Exercise text:
Cindie Chavez ⓒ2018
On the evening of November 8, 2016, I had a bottle of good champagne on ice preparing to celebrate the election of our first woman president. Spirits were high as we settled in to wait for the moment we would celebrate the most qualified candidate in history become the first female leader of the United States. At some point in the evening, we started getting nervous. We joked that if Madame President didn’t win we’d need to go back to the store for a case of hard liquor. I still remember the sinking feeling as the margin between the candidates started looking very narrow. As the night wore on we were stunned to realize this was no joking matter.
Of course, it’s all history now. We eventually opened the champagne for another small family celebration, and no, in case you’re wondering we did not actually run back to the store to stock up on hard liquor. Even so, I will admit that I’ve probably poured a few more than usual in the past 18 months. I’m reminded of Bill Maher’s joke relating to how stressful things feel since Trump has been in office – “Ask your doctor if day drinking is right for you!”

Explore the material:
1: According to the essay, what was on ice on the evening of November 8, 2016?
2: In the essay, substitute "sparkling wine" for "champagne" in the part that opens with the words containing "Cindie Chavez ⓒ2018" and closes with "no joking matter.".
3: Explain why, according to the essay, the household joked about going back to the store for a case of hard liquor.

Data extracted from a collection
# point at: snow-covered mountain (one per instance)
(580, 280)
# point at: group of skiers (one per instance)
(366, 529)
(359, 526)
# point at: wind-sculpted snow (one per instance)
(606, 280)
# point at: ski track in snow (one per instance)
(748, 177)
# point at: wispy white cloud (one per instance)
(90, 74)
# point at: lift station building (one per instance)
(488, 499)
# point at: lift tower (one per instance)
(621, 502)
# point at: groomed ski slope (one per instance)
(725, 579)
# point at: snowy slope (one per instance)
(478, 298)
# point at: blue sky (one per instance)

---

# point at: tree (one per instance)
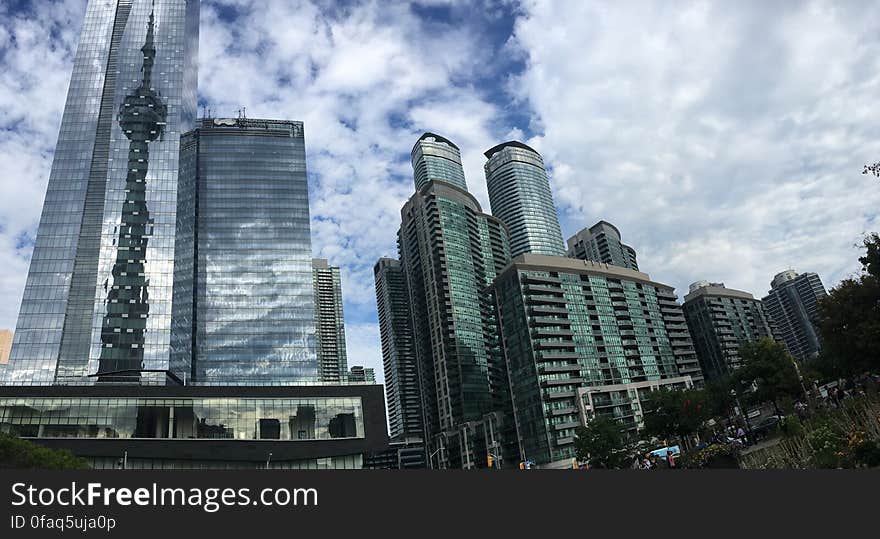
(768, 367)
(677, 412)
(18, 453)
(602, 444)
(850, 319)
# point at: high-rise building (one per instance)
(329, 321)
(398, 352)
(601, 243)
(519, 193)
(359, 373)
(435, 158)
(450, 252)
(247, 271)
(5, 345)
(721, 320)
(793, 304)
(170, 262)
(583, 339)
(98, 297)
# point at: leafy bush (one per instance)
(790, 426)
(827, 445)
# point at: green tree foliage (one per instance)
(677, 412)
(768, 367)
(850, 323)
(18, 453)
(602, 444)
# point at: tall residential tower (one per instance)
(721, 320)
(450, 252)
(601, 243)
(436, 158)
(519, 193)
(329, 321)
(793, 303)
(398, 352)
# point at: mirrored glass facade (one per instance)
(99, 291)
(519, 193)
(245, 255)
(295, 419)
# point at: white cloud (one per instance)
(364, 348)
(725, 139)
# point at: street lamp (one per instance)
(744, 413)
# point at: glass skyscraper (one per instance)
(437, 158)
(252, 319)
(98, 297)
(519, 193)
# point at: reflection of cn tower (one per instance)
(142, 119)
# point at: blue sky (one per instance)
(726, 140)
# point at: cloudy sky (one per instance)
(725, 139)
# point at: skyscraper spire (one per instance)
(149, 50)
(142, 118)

==

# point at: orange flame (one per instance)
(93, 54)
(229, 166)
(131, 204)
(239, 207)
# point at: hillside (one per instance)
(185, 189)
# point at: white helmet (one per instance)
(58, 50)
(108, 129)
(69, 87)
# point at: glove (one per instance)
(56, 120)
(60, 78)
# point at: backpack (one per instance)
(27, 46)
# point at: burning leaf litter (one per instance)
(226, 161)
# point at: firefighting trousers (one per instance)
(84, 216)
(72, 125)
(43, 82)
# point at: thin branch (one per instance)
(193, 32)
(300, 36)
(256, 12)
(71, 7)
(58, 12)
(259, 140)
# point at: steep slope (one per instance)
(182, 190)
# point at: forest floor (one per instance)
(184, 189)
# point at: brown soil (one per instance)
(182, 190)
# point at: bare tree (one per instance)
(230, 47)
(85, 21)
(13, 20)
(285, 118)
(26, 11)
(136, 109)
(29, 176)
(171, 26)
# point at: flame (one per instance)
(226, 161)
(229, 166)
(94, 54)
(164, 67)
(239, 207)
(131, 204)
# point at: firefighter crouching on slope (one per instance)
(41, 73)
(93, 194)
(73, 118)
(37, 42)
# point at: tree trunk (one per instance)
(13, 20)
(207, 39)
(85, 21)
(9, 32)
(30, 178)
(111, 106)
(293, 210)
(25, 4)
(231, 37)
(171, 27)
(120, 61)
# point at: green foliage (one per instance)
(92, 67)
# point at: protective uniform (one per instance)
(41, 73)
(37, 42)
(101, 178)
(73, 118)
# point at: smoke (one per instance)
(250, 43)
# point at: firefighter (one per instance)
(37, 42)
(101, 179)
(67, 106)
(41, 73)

Results:
1: A bottle of good champagne.

2:
Cindie Chavez ⓒ2018
On the evening of November 8, 2016, I had a bottle of good sparkling wine on ice preparing to celebrate the election of our first woman president. Spirits were high as we settled in to wait for the moment we would celebrate the most qualified candidate in history become the first female leader of the United States. At some point in the evening, we started getting nervous. We joked that if Madame President didn’t win we’d need to go back to the store for a case of hard liquor. I still remember the sinking feeling as the margin between the candidates started looking very narrow. As the night wore on we were stunned to realize this was no joking matter.

3: At some point in the evening they started getting nervous about the result. The joke was that if Madame President did not win, they would need hard liquor.